## Extrait du document
“Si tout est au point, nous pouvons rivaliser avec les équipes favorites”, Henk Nooren

À moins de deux mois du coup d’envoi des Jeux olympiques de Paris, Henk Nooren, sélectionneur de l’équipe de France de saut d’obstacles, a répondu aux questions de Kamel Boudra samedi, à l’occasion du Jumping international de La Baule. Il fait le point sur l’évolution des couples présélectionnés et évoque les étapes clés précédant son choix final.



Cet été à Paris, vous vivrez vos treizième ou quatorzième Jeux olympiques, un événement dont vous terminiez treizième à Montréal en 1976, puis lors duquel vous avez mené les Pays-Bas au sacre collectif en 1992 à Barcelone, comme co-entraîneur. Avec cette expérience, vous pouvez confirmer que les JO sont un rendez-vous à part, n’est-ce pas ?

Oui, les Jeux olympiques sont un événement vraiment spécial. Il existe plusieurs grands rendez-vous, qu’il s’agisse des championnats d’Europe ou encore des championnats du monde, mais les JO appartiennent à une autre dimension. L’atmosphère y est différente, de même que les sensations que nous y vivons. On le ressent particulièrement quand on marche dans le village olympique avec tous les autres meilleurs sportifs au monde le premier jour.

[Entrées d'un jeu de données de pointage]

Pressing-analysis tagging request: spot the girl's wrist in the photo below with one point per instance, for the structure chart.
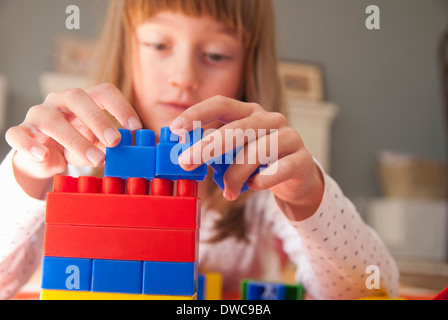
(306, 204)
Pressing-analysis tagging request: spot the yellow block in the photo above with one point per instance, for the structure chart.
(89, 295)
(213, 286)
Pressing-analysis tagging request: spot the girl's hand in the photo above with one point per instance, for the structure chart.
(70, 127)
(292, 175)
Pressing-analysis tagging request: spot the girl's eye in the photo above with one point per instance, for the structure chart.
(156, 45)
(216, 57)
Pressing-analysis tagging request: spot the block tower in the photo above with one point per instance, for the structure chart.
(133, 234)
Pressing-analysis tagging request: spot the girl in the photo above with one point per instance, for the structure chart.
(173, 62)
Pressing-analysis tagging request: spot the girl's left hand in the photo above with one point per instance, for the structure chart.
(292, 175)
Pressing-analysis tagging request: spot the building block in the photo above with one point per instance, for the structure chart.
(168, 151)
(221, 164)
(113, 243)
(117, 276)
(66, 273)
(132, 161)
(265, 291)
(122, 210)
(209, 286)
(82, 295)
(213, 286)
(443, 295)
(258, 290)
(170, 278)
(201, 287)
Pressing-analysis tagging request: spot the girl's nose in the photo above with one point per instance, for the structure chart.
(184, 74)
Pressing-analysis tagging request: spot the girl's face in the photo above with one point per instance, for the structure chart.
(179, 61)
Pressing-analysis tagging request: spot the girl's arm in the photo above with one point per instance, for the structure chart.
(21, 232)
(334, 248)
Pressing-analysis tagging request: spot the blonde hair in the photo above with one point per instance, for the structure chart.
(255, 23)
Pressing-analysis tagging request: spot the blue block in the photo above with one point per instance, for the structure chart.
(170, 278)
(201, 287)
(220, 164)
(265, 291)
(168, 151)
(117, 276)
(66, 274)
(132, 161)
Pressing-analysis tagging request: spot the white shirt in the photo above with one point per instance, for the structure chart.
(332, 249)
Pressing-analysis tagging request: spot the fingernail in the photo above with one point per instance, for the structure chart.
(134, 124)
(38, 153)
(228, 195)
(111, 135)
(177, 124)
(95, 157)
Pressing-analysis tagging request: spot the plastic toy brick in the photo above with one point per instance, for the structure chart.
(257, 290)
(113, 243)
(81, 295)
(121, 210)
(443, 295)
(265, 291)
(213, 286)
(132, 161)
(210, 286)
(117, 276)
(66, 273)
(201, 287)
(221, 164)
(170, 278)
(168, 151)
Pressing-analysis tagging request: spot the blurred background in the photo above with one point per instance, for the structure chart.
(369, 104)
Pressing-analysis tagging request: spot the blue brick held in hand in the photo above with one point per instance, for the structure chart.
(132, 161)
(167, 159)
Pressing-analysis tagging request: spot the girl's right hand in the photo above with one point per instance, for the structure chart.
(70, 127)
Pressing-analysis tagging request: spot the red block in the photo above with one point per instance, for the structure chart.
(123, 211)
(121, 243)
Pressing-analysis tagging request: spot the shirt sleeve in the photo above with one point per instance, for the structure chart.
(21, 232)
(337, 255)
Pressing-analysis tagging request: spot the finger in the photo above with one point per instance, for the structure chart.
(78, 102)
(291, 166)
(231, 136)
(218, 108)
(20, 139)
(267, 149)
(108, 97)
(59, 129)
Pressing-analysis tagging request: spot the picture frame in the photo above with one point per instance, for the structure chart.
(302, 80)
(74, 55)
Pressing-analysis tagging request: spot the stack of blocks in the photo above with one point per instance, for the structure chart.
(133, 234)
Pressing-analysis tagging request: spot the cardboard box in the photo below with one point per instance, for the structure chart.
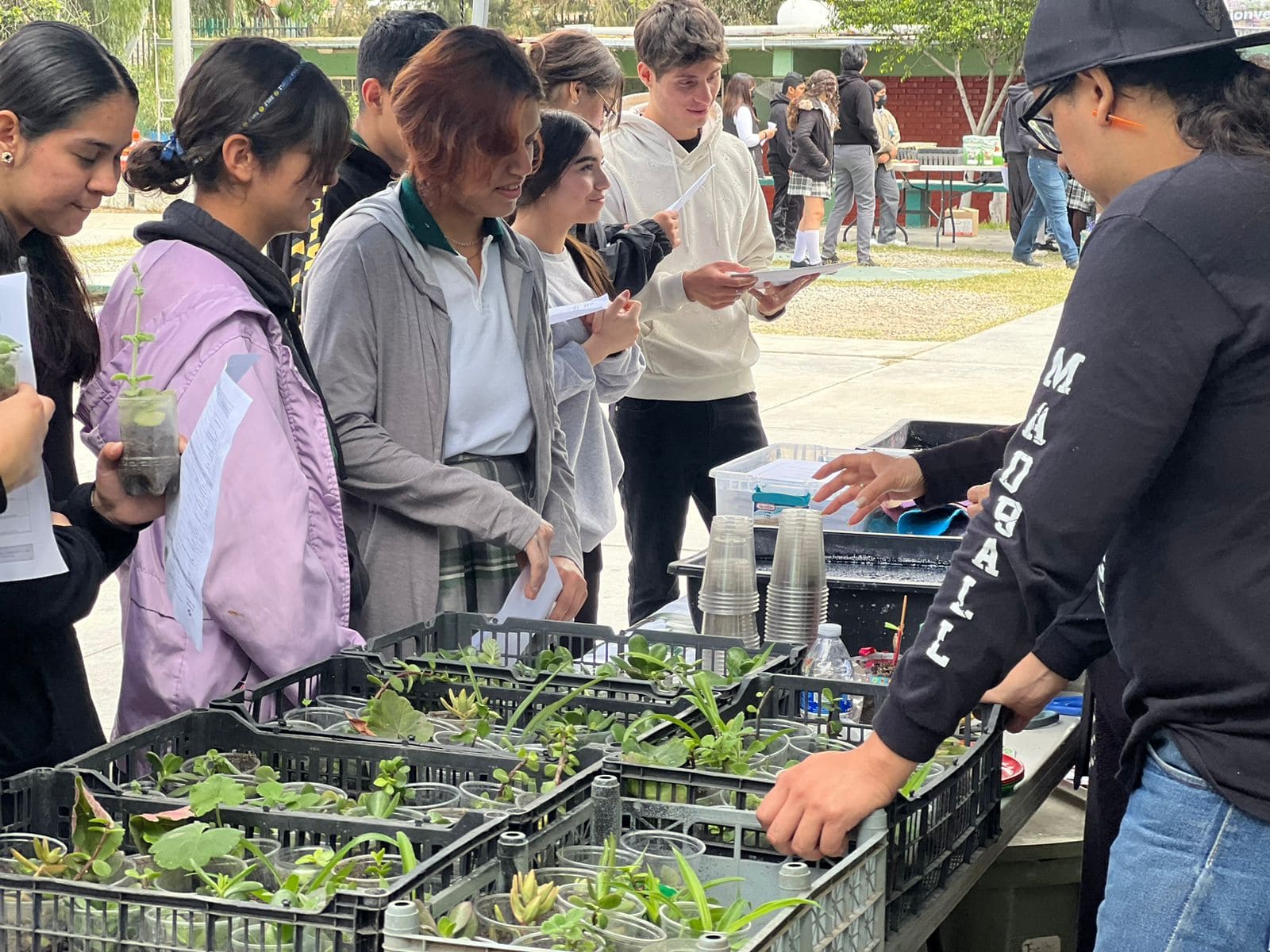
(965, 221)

## Tâches à réaliser
**A.** D'après l'entretien avec Henk Nooren, à quelle occasion a-t-il répondu aux questions de Kamel Boudra ?
**B.** Reformulez plus brièvement le paragraphe de l'entretien avec Henk Nooren qui commence par « Oui, les Jeux olympiques sont un événement vraiment spécial », en conservant ses idées principales.
**C.** Rédigez la suite de l'entretien avec Henk Nooren à partir de sa dernière phrase.

## Réponses par tâche
**A.** Il y a répondu à l'occasion du Jumping international de La Baule.

**B.** Les Jeux olympiques sont un événement à part. Ils dépassent les autres grands rendez-vous comme les championnats d'Europe ou du monde, par leur atmosphère et les sensations qu'on y éprouve. On le ressent surtout le premier jour, en marchant dans le village olympique parmi les meilleurs sportifs du monde.

**C.**
Justement, les cavaliers français n’y logeront pas, car la compétition se déroule à Versailles, tandis que le village olympique est à Saint-Denis, de l’autre côté de l’Île-de-France… 

Oui, c’est dommage, mais d’un autre côté, c’est un besoin essentiel à cause du temps de trajet et des embouteillages. Même en partant à quatre ou cinq heures du matin, on pourrait arriver trop tard pour le début de la compétition. Ce choix s’est donc imposé



“Ce n’est pas uniquement une organisation avec les cavaliers mais également avec les équipes.”

Vous avez connu plusieurs réussites aux Jeux olympiques, mais pas avec l’équipe de France. À Londres, les Bleus ont terminé douzièmes sur quinze équipes. Avez-vous modifié quelque chose après cet échec londonien ?

Je crois oui, et on en parle encore maintenant pour continuer à nous améliorer. L’organisation avec les cavaliers a notamment commencé beaucoup plus tôt pour préparer ces Jeux dans les meilleures conditions, depuis déjà trois ou quatre ans. L’année dernière, nous avions déjà dressé le programme de préparation de quasiment chaque couple présent sur la liste olympique. La préparation a été vraiment individualisée, et ce, jusqu’aux Jeux. De plus, ce n’est pas uniquement une organisation avec les cavaliers mais également avec les équipes, pour travailler à la cohésion de tout ce groupe. En somme, nous avons ajouté beaucoup d’éléments qui nous ont manqué à Londres.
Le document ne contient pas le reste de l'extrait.